[ Sorry for the delay. ]
* Olivier Thereaux <ot@zoy.org> [2001-07-05 14:07+0900]
> Question 1 is about the -y. I always wondered what happens when a
> configuration file is about to be overriden. When running interactively,
> I usually say "D" (diff) and have a look at what changes are made. The
> problem is that no "default" behaviour is good, sometimes you need to
> keep your version (when you've made a custom config), but sometimes you
> need to accept the newer version (lack of backward-compatibility, not
> frequent, but I saw that a couple of time, or just that you don't care,
> in which case having the latest-default-version is good).
>
> Hugo, you expressed this concern in you mail [1], too, and said "time
> will tell". What did time tell, after all?
I am not quite sure I must say. I had once my sshd down because it was
stuck with a question it could not answer. That was... annoying. ;-)
> Question 2 is about the choice of apt-get upgrade instead of
> dist-upgrade. "If you are not familiar with debian", upgrade only
> upgrades packages with new versions and no conflict, while dist-upgrade
> tries to be smart and installs new packages if it can solve a conflict.
The problem is that dist-upgrade installs automatically important
packages IIRC, that I might have deselected on purpose. For example,
on my wireless station, I don't have syslogd nor crond. ;-)
> The main drawback, IMHO, of an auto-upgrade system, is that it makes you
> confident and comfortable that "everything is fine, stuff are up to date
> and worky", though some conflicts may prevent a package to be upgraded
> for months. If you also do some upgrade by hand from time to time,
> that's OK, but...
>
> Therefore, I think it would be good to use dist-upgrade instead of
> upgrade.
On a normal server, without any weird configuration, probably.

(Records from a data collection)
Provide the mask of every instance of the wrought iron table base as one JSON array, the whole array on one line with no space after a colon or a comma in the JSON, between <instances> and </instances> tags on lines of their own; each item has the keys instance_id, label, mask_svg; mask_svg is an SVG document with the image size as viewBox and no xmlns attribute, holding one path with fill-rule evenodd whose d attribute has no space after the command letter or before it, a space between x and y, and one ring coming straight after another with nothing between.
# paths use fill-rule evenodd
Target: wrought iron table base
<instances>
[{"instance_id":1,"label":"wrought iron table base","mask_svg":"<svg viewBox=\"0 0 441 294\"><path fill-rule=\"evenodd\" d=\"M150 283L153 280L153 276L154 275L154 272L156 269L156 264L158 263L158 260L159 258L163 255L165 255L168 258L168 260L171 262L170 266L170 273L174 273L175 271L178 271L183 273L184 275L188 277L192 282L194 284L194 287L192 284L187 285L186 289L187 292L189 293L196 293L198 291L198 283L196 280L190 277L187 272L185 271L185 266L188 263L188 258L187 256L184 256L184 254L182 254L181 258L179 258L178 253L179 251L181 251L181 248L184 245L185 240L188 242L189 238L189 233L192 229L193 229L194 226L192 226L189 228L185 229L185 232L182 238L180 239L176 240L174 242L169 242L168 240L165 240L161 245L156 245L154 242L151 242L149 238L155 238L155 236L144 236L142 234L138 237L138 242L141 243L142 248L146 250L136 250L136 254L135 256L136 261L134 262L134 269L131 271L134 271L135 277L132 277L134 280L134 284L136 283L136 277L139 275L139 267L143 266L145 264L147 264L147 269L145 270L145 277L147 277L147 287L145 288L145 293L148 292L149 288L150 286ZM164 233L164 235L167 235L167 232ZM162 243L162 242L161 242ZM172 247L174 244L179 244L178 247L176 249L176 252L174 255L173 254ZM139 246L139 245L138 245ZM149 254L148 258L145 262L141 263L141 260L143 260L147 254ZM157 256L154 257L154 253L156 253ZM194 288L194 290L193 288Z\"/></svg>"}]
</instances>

--

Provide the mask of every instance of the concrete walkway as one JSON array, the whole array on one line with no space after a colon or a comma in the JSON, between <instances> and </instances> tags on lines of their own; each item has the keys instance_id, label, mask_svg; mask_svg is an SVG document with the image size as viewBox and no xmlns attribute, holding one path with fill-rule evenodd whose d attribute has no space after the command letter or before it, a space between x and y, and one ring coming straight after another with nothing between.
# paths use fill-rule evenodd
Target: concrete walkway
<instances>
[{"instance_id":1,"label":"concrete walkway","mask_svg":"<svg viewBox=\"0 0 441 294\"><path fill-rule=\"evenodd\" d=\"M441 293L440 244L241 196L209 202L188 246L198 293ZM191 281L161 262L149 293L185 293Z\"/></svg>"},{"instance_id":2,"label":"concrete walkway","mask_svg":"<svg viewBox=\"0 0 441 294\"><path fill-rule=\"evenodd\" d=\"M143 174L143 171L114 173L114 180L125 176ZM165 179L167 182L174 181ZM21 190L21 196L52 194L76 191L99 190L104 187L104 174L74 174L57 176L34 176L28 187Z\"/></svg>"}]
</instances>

> **WHAT YOU NEED TO DO**
According to the email about automatic Debian upgrades, which two programs are absent from the wireless station?

> **ANSWER TO THE TASK**
The wireless station has neither syslogd nor crond.